- _TASK TO COMPLETE_
In the passage on interest from £1 million, what range of historical returns does the FTSE 100 have since 1984?

How much interest on 1 million pounds is largely dependent on the interest rate available at the time.
Traditionally we’ve been used to interest rates of around 3-5% and so £1million would give you £30,000-50,000 a year. That’s certainly comfortable given the average UK salary is normally just over £25,000.
However, after 2008 and more recently the Coronavirus pandemic, good interest rates like that feel a long time ago.
With interest rates around 0-1%, a large amount of £1million in capital would yield anything from nothing at all to just £10,000.
But the troubles don’t end there. The whole point of interest is to counter inflation. Interest rates in savings accounts have never really been high enough to drive significant growth . You won’t get rich from it.
However, every year money becomes less and less valuable. Notice how things always get more expensive? That’s inflation.
£1million was worth a lot more in real terms in the year 2000 than it is now.
If you had £1million and held onto it without earning any interest on it then you would have actually lost money, even though you would still have £1 million, because the same amount would now have less buying power.
It’s the same thing as if you’ve been in the same job for 10 years without a pay rise. You probably already deserve a rise as your skills have probably improved. But even if they haven’t and you are doing the exact same work as before, the salary you receive is worth less than it was before.
The Stock Market
With such historically low interest rates, one of the best ways to actually achieve growth from savings is by investing in assets.
An asset is something that earns you money – like rented property or stocks.
That means that while inflation is reducing the value of money you are making extra money to counteract the reduction.
If you invest well then you can make more money than is required to beat inflation and achieve capital growth.
The historical returns of the FTSE 100 are between five and eight percent since 1984, including big crashes like Black Monday in 1987, the Dot Com Bubble and the 2008 recession. That means £1 million could make £50,000 – £80,000 a year.

(Stored data entries)
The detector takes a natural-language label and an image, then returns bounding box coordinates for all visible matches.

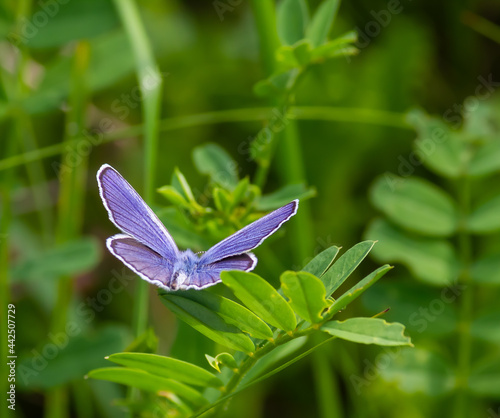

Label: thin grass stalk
[45,42,90,418]
[114,0,162,336]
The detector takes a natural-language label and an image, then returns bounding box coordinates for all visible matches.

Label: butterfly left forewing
[106,234,173,290]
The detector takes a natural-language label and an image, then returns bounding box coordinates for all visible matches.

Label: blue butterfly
[97,164,299,290]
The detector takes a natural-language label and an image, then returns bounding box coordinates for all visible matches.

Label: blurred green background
[0,0,500,417]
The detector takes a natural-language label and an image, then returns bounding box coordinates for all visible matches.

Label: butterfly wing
[106,234,173,290]
[97,164,179,260]
[200,200,299,264]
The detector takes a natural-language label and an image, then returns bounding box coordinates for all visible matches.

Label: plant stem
[0,129,17,411]
[45,41,90,418]
[248,0,280,76]
[454,177,474,418]
[114,0,162,337]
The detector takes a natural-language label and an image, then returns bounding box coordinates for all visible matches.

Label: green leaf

- _TASK RESULT_
Between five and eight percent.